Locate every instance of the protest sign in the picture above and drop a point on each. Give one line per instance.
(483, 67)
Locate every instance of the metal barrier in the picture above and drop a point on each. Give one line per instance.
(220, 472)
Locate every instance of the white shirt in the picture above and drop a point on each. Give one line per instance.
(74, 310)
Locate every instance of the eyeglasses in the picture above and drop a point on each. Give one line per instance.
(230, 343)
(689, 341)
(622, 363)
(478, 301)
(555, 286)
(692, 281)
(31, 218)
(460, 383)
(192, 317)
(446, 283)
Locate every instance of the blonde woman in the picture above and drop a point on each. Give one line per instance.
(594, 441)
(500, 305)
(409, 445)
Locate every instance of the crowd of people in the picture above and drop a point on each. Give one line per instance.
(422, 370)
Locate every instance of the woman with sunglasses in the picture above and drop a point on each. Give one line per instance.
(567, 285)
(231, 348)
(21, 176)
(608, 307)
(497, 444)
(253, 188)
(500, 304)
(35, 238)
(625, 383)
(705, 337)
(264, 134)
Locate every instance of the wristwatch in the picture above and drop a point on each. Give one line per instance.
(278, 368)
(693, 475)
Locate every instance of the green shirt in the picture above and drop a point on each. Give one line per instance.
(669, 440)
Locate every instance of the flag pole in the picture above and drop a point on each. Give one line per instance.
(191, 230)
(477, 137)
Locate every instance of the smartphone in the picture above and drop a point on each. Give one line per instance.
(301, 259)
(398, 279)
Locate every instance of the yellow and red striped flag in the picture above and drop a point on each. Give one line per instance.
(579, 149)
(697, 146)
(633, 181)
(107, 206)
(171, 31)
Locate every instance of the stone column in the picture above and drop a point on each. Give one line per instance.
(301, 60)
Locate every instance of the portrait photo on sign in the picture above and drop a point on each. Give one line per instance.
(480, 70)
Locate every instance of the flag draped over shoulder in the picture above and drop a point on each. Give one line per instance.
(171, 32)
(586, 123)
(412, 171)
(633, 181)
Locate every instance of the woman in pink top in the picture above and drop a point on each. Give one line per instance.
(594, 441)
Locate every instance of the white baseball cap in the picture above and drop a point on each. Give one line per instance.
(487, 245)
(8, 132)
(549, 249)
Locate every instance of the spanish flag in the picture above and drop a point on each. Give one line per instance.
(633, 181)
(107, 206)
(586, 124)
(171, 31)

-*-

> [Written exercise]: Write out every entry again, keeping each line exactly the same.

> [The answer]:
Locate every instance of the protest sign in the picture above and drop a point on each. Give one line per instance.
(483, 67)
Locate every instance of the metal barrier in the picture above and drop a point on each. Give one line per instance.
(220, 472)
Locate every instance of the white shirt in the picture above and drop a point on each. Give one line per instance.
(74, 310)
Locate every instance of the eyeglasses in the picture above and drop a point on each. Give one line per instance.
(230, 343)
(689, 341)
(622, 363)
(478, 301)
(555, 286)
(692, 281)
(31, 218)
(460, 383)
(192, 317)
(446, 283)
Locate every instance of the blonde woman in the picture above and drop a point on each. Give one line per instance.
(594, 441)
(500, 305)
(409, 445)
Locate every instance of the crowd of people in the picture above and drop a point on each. Give one line per instance.
(422, 370)
Locate every instance of the woman with sunglasses in the picture above and drop a point on each. Give one line per instance.
(567, 285)
(231, 348)
(21, 176)
(608, 307)
(497, 444)
(253, 188)
(500, 304)
(35, 238)
(625, 383)
(705, 337)
(264, 134)
Locate every instance of the wristwatch in the picture above and drop a point on each. Give one line per instance.
(278, 368)
(693, 475)
Locate every instance of the green shirt in the picture above and drop a point on each. Give one line per instance.
(669, 440)
Locate every instance of the flag pole in the picture above and drop a point on each. Give one line per instance.
(191, 230)
(477, 137)
Locate every instance of the smartphone in the picture above and drop a point on each. Give one line per instance.
(301, 259)
(398, 279)
Locate every instance of the yellow and red striped flag in the picture above and drop a point on each. Give one line per instance.
(579, 149)
(697, 146)
(633, 181)
(107, 206)
(171, 31)
Locate every instance of the stone column in the picture above and drop a point on each. Give one line per instance.
(301, 60)
Locate every instance of the portrait photo on sign in the picture above and drop a point on each. Give one line per instance.
(480, 70)
Locate every instance of the flag draped over shoulder in the picture above and drop a point on each. Give one line per instance.
(171, 32)
(586, 123)
(412, 171)
(633, 181)
Locate every instance of the woman in pink top in the picture above and drop a point on each. Give one line per instance.
(594, 441)
Locate every instance of the white baseball cap in the picture above and drop a point on each. Give one line per instance.
(487, 245)
(8, 132)
(549, 249)
Locate every instance of the spanish flag in the picture above and drop a point on each. Give one line per instance.
(633, 181)
(107, 206)
(586, 124)
(171, 31)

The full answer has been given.